[Written problem] Tally the lines in the entries below that contain the word "bark". Reply with that number only.

[Supplied entries]

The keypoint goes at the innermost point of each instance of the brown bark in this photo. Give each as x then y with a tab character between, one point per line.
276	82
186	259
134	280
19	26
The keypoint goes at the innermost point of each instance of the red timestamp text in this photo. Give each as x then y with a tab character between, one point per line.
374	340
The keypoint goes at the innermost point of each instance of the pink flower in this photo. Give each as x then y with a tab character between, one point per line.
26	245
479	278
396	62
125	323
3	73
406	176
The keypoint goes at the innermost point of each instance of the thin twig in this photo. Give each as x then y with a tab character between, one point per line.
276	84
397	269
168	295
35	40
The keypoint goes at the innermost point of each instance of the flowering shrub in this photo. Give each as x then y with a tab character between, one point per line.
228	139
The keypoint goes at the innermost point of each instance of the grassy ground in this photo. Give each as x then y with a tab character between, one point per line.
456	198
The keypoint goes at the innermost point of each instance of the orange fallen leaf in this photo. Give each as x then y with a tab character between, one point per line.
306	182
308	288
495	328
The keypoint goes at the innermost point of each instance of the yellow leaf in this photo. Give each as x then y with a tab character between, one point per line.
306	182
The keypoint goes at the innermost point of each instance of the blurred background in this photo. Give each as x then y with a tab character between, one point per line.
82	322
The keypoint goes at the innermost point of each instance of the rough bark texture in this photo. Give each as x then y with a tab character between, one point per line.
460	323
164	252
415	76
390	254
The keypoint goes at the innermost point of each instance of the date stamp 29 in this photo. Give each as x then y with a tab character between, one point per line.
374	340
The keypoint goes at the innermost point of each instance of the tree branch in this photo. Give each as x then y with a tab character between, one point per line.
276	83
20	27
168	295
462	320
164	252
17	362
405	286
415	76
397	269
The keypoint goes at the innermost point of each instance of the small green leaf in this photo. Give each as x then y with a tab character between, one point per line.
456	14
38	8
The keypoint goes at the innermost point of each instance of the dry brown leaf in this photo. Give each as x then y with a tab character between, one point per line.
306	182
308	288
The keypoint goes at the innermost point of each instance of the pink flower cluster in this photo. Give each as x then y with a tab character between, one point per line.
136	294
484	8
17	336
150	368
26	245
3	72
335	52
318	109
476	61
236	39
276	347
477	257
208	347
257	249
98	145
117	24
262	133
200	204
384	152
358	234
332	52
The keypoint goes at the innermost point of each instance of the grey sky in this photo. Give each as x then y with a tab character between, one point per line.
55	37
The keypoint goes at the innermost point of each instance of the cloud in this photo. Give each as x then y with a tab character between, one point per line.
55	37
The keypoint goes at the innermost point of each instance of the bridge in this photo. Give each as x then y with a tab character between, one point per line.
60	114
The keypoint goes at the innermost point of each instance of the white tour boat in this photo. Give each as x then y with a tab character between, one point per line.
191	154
==
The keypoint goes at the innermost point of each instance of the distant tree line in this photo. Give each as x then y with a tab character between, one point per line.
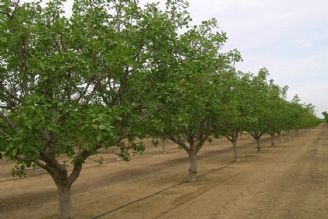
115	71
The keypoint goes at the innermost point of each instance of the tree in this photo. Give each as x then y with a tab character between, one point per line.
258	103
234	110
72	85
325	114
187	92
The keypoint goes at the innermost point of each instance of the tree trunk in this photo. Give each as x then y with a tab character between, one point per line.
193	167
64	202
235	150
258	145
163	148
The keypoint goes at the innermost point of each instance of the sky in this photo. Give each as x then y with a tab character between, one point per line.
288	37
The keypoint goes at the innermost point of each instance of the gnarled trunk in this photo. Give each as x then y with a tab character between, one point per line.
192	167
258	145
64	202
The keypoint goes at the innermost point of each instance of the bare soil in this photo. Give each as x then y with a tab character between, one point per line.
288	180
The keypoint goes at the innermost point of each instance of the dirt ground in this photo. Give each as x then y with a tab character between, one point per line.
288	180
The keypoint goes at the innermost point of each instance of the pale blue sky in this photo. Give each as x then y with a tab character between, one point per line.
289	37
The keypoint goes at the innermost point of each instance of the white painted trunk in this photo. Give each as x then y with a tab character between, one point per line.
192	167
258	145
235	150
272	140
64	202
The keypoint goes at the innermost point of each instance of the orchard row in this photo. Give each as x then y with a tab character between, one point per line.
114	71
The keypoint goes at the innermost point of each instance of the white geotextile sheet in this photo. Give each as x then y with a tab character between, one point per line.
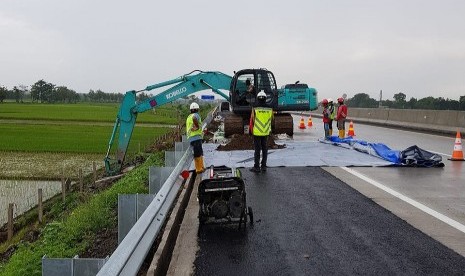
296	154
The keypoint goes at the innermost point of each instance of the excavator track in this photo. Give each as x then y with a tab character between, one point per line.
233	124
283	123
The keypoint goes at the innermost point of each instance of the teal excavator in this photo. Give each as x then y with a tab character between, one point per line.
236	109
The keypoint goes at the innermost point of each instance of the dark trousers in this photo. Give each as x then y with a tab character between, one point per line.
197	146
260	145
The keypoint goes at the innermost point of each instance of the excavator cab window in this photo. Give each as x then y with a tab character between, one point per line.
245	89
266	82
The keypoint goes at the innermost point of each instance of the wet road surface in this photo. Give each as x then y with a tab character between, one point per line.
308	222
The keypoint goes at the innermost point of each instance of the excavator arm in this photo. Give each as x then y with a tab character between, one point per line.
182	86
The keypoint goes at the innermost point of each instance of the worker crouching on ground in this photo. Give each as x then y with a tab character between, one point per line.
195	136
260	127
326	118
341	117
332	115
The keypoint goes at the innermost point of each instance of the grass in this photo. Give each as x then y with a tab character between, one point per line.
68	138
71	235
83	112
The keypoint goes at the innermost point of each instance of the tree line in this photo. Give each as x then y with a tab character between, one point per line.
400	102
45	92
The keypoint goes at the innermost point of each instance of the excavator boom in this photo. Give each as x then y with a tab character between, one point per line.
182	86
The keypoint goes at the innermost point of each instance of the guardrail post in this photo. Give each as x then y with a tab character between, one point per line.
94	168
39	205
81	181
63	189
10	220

[Task result] 2